### Task goal
Rewrite the entries below as a numbered list, one line per item, and leave out any blank lines. Omit the pictures from your answer.

--- Records supplied ---

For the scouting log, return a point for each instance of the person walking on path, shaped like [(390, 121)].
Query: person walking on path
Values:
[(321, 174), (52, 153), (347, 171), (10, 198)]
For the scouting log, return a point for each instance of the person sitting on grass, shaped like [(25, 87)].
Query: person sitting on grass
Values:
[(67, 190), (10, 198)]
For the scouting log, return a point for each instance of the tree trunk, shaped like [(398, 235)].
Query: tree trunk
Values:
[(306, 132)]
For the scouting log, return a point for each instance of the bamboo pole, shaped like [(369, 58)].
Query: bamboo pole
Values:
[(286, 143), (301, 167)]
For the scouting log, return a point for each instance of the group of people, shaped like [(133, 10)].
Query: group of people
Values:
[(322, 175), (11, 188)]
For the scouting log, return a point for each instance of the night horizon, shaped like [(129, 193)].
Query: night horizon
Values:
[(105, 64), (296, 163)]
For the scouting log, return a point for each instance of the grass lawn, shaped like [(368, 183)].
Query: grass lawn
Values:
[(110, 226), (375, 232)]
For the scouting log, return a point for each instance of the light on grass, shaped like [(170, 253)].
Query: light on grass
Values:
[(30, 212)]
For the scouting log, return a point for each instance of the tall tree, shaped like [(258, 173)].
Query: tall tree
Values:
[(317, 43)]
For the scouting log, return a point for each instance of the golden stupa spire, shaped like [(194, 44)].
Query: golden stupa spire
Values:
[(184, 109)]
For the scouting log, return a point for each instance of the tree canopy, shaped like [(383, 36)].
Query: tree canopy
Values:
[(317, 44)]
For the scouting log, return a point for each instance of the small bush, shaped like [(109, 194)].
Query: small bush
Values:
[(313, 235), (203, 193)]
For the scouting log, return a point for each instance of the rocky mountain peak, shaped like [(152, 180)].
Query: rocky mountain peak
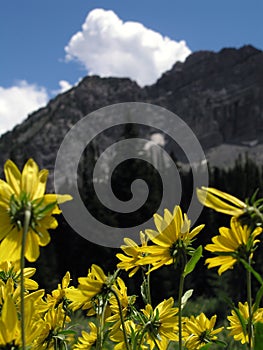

---

### Response below
1. For the scouting log, return a point for each instance of the person walking on path, shaped like [(390, 121)].
2. Query: person walking on path
3. Values:
4. [(321, 174), (52, 153), (347, 171), (10, 198)]
5. For the scouting log, return a point for each instance of the person sitting on grass, shaped like [(25, 87)].
6. Query: person sitting on grass
7. Values:
8. [(67, 190), (10, 198)]
9. For the scouting log, return a point for each instance of the tree trunk, shaped like [(398, 235)].
10. Query: tree trunk
11. Values:
12. [(306, 132)]
13. For the scouting log, return a point for each instance of the bamboo pole, shaped like [(369, 58)].
14. Query: bamboo pole
15. Values:
16. [(286, 143), (301, 167)]
17. For the scouting log, return a point for each instance of the group of people, shaped like [(133, 10)].
18. Query: group of people
19. Values:
20. [(322, 175), (11, 188)]
21. For the scouting log, return a point for each instance of the night horizon, shaped like [(129, 193)].
22. Query: night horizon
23. Values:
24. [(105, 64), (296, 163)]
25. For the scouting log, return a point for each instance of the grass lawn, shaped like [(368, 183)].
26. Query: grass lawn
27. Values:
28. [(110, 226), (375, 232)]
29. For the scouting log, return a point for each instance of the light on grass, shaped like [(170, 253)].
30. Query: light on grass
31. Values:
32. [(30, 212)]
33. For the scouting log, return a point for each instance of the tall tree, shaped like [(258, 173)].
34. Query: tall tree
35. Values:
36. [(317, 43)]
37. For the scouting log, return a point for each instance of the golden stupa spire, shaped like [(194, 44)].
38. Query: golden stupa spire
39. Values:
40. [(184, 109)]
41. For the scouting log, return a point for each instance of the tree canopy, shaped like [(383, 36)].
42. Query: tree canopy
43. Values:
44. [(317, 44)]
45. For the scouting log, return a point for each instance of the small bush, shaped like [(109, 194)].
46. Query: small bush
47. Values:
48. [(313, 235), (203, 193)]
49. For the scouting log, return a point for each instance of the rocky mountain peak, shaped like [(152, 180)].
50. Query: rocky mountain peak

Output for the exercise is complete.